◆ PASSAGE SHOWN
===============
SPDS: A Secure and Auditable Private Data Sharing Scheme for Smart Grid

A Comprehensive summary

1. Introduction

Article title: SPDS: A Secure and Auditable Private Data Sharing Scheme for Smart Grid Based on Blockchain

Authors: Yuntao Wang, Zhou Su, Ning Zhang, Jianfei Chen, Xin Sun, Zhiyuan Ye, Zhenyu Zhou

Smart devices like ACs, fridges, etc produce data, which can be used to manage the system performance and user experience. For example, utility companies can use this data to estimate when there is a power surge and also implement dynamic pricing. Customers can gain deeper insights into energy usage habits and create customised energy plans tailored to their needs.

Even though there are a lot of uses for sharing the data, there is also a downside. For example, utility companies can share these data with third-party companies without the user's consent.

The conventional approach is the complete trust in the electronic service provider. This can also be a single point of failure, which can lead to misuse of the data. This trust-based system can lack transparency and might not always work as expected. So there's a need to create a transparent system, which can also prove where the data is being sent, keep track of it and also show which person has what kind of access to it.

Blockchain and smart contract technologies can be used to solve this issue, safely and openly while following rules like GDPR. In one study they created a blockchain system, where only the right people can see their data. In another study, they used smart contracts to see who can see your data. The above things are what researchers are focussing now but they are missing how to use this data in the right way (For example they can use this data to learn more about your personal life). There are problems when using the whole user data, which can make the blockchain slow or when only useful information is used it's not very private. So there are issues even when blockchain is used to keep it safe and used properly.
===============
◆ STORED DATA
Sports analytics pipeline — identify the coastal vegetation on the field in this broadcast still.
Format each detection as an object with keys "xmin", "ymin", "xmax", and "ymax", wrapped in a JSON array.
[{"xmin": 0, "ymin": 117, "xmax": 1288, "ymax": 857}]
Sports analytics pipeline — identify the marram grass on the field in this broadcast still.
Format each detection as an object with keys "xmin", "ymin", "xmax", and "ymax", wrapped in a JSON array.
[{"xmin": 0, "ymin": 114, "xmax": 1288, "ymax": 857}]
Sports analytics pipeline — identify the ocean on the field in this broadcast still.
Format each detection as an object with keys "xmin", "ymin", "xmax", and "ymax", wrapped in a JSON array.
===============
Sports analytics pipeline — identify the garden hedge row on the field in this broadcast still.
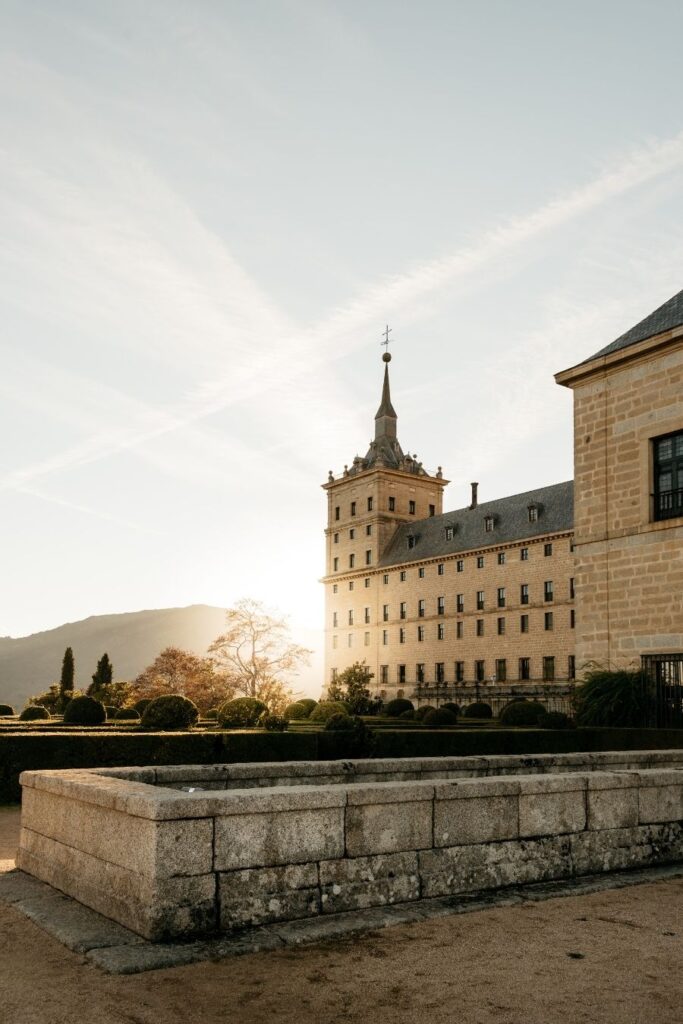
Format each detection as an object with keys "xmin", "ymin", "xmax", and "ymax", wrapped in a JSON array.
===============
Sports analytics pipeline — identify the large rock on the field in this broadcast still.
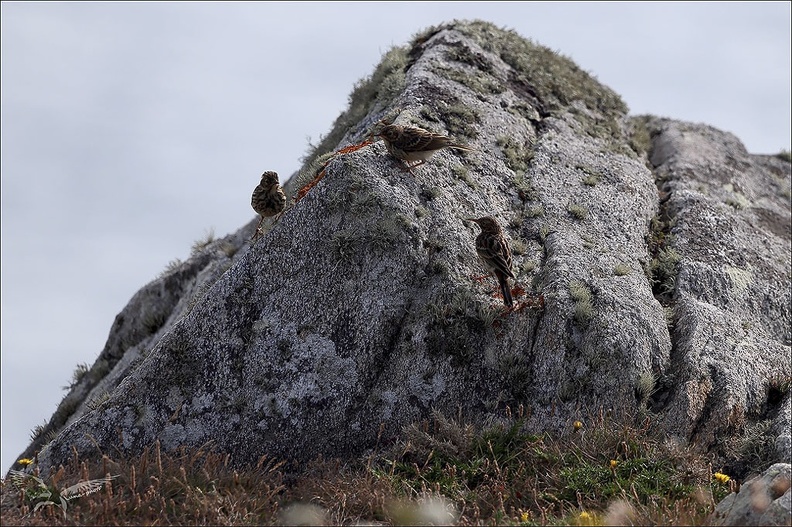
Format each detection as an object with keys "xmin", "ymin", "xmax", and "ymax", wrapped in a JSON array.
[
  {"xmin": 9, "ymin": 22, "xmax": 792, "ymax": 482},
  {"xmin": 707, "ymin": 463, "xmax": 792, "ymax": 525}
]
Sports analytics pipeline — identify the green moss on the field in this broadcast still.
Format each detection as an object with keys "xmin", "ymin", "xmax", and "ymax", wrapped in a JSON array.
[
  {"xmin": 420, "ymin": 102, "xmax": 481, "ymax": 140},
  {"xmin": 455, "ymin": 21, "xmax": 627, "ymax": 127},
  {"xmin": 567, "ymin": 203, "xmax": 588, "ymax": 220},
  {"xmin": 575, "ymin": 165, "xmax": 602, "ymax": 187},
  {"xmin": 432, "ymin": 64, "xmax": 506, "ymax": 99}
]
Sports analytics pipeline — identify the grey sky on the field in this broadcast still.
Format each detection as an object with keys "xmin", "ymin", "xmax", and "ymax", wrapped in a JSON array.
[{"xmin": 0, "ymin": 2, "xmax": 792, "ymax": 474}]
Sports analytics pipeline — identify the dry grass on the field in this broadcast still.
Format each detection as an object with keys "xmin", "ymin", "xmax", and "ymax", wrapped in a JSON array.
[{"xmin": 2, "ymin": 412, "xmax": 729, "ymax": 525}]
===============
◆ TO BE DONE
1. Revise the passage of the smart grid summary starting at "Smart devices like" and ending at "to their needs.", putting "time-of-use pricing" in place of "dynamic pricing".
2. Name every author of the article that the smart grid summary credits.

◆ RESULTS FOR EACH TASK
1.
Smart devices like ACs, fridges, etc produce data, which can be used to manage the system performance and user experience. For example, utility companies can use this data to estimate when there is a power surge and also implement time-of-use pricing. Customers can gain deeper insights into energy usage habits and create customised energy plans tailored to their needs.

2. Yuntao Wang, Zhou Su, Ning Zhang, Jianfei Chen, Xin Sun, Zhiyuan Ye, Zhenyu Zhou